» WORK REQUIRED:
Copy out the data below line for line, changing nothing.

» INFORMATION SHOWN:
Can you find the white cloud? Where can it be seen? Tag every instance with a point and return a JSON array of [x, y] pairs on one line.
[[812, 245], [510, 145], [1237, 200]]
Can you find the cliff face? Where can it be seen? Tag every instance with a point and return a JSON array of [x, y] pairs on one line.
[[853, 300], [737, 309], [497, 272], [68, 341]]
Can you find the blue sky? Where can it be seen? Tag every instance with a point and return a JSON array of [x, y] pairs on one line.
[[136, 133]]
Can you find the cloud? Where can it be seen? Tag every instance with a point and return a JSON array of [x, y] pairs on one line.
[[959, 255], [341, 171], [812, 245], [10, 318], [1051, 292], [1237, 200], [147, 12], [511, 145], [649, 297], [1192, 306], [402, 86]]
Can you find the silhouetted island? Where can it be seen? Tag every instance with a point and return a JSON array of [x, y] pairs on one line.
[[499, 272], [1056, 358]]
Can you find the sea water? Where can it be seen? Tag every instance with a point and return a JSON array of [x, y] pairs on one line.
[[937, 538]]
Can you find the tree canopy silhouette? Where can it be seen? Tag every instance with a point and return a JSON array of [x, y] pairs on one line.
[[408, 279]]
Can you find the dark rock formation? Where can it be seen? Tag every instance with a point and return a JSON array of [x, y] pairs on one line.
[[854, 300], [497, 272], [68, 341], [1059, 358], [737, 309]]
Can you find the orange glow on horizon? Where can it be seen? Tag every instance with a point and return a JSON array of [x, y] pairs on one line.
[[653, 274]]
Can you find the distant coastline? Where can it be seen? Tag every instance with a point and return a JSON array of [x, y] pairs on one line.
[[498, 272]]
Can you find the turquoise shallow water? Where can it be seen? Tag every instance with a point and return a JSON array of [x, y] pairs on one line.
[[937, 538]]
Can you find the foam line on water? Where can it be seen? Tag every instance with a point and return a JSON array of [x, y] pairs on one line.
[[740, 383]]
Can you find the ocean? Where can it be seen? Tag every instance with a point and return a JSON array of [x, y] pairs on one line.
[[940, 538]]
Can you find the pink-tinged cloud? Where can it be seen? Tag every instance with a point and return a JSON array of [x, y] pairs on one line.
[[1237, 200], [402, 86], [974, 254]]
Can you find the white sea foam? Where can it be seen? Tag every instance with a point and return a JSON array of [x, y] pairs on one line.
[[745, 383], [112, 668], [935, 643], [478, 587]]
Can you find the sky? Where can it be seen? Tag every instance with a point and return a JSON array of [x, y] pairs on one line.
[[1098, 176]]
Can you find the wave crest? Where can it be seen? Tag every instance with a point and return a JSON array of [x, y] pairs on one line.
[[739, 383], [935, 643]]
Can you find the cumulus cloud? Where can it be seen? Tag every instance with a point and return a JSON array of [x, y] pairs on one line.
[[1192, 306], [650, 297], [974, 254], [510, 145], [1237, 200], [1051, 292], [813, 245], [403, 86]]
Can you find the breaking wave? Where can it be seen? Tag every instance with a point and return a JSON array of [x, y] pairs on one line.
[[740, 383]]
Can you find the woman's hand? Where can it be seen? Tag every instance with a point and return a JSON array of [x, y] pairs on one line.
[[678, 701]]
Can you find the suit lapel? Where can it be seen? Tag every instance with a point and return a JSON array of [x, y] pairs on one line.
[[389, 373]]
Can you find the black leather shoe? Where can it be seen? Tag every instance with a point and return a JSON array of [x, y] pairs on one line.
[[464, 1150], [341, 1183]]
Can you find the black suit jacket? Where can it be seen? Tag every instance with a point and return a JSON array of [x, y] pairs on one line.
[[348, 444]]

» EXERCISE RESPONSE:
Can you find the white cloud? Where can it be seen? Tag every instance with a point and return a JSON array of [x, y] pairs on one line.
[[812, 245], [510, 145], [1237, 200]]
Can you find the cliff face? Where can it be seen? Tag every instance with a point and return a JSON array of [x, y] pairs on one line.
[[853, 300], [737, 309], [497, 272], [68, 341]]
Can you find the blue sky? Where can it be seen? Tag every instance with a point and return a JSON array of [x, y] pairs on one line.
[[136, 133]]
Can you find the cloud? Where can it be seen? Tag every instance with a point and return a JSON array of [x, y] pairs on one line.
[[959, 255], [341, 171], [812, 245], [10, 318], [1051, 292], [1237, 200], [147, 12], [511, 145], [649, 297], [1192, 306], [402, 86]]
Can you find the silhouetted island? Where can it be seen? Tag every instance with a point and return a JSON array of [x, y] pairs on one line.
[[499, 272], [1056, 358]]
Can you find the sea water? Where can it be seen? Tag every instance with a point and return a JSON array of [x, y] pairs on one line.
[[937, 538]]
Can you find the tree canopy silhouette? Where can it be seen? Tag every instance with a point and return a JSON array of [x, y] pairs on one line.
[[408, 279]]
Can you find the dark rock formation? Where can it be seen? Tag every instance with a point and return a JSON array of [x, y] pairs on one line.
[[854, 300], [497, 272], [68, 341], [1059, 358], [737, 309]]
Can you find the orange glow on horizon? Where can it be seen? Tag every instance with a point and return a JSON array of [x, y] pairs on one line.
[[653, 274]]
Can you find the distant coastline? Where can it be seen? Tag every instance with a point and return a JSON array of [x, y] pairs on one line.
[[498, 272]]
Can you find the turquoise shallow water? Where can it be seen? Tag every instance with a point and return a JSON array of [x, y] pairs on one line.
[[937, 538]]
Can you find the foam line on water? Where can it be seen? Tag every instance with a point and return a JSON array of [x, y] pairs on one line.
[[740, 383]]
Can you find the ocean? Where can it be seen? Tag every instance with a point and return a JSON array of [x, y] pairs on one line.
[[940, 538]]
Can you find the pink-tinged cloud? Where can it be seen? Tag every instance with a point and return a JSON array of [x, y] pairs on one line.
[[1237, 200], [402, 86], [974, 254]]
Can you find the white sea foam? Where can it be seen? Tag every instance with a point and return a JSON array of [x, y] pairs on one line.
[[745, 383], [112, 668], [935, 643], [478, 587]]
Can you find the sky? Where can it be seen? Tag every instance with a point and return a JSON array of [x, y] pairs on one line.
[[1098, 176]]
Can you find the wave crest? Where can it be seen? Tag every instance with a point and return a JSON array of [x, y] pairs on one line.
[[739, 383], [935, 643]]
Can you find the cumulus cloud? Where can it be seen? Tag every instance with a point and return a JSON array of [x, y] pairs on one line.
[[1192, 306], [650, 297], [974, 254], [510, 145], [1237, 200], [1051, 292], [813, 245], [403, 86]]
Can you find the breaking wave? Where can it be seen? Tag every instance with a point and return a JSON array of [x, y] pairs on one line.
[[740, 383]]
Can you find the woman's hand? Where can it be seen? Tag every instance with a point and return a JSON array of [x, y] pairs on one line.
[[678, 701]]
Can you find the suit lapel? Where can it be seen? Tag every instance with a point and return a JSON array of [x, y] pairs on one line.
[[389, 373]]
Can you find the black leather shoe? Where can it be seen? Tag every instance with a point and return a JSON array of [x, y] pairs on one line.
[[464, 1150], [341, 1183]]
Can you find the black suit jacket? Where can it be seen? Tag every instance with a point and return a JSON array of [x, y] pairs on one line.
[[348, 444]]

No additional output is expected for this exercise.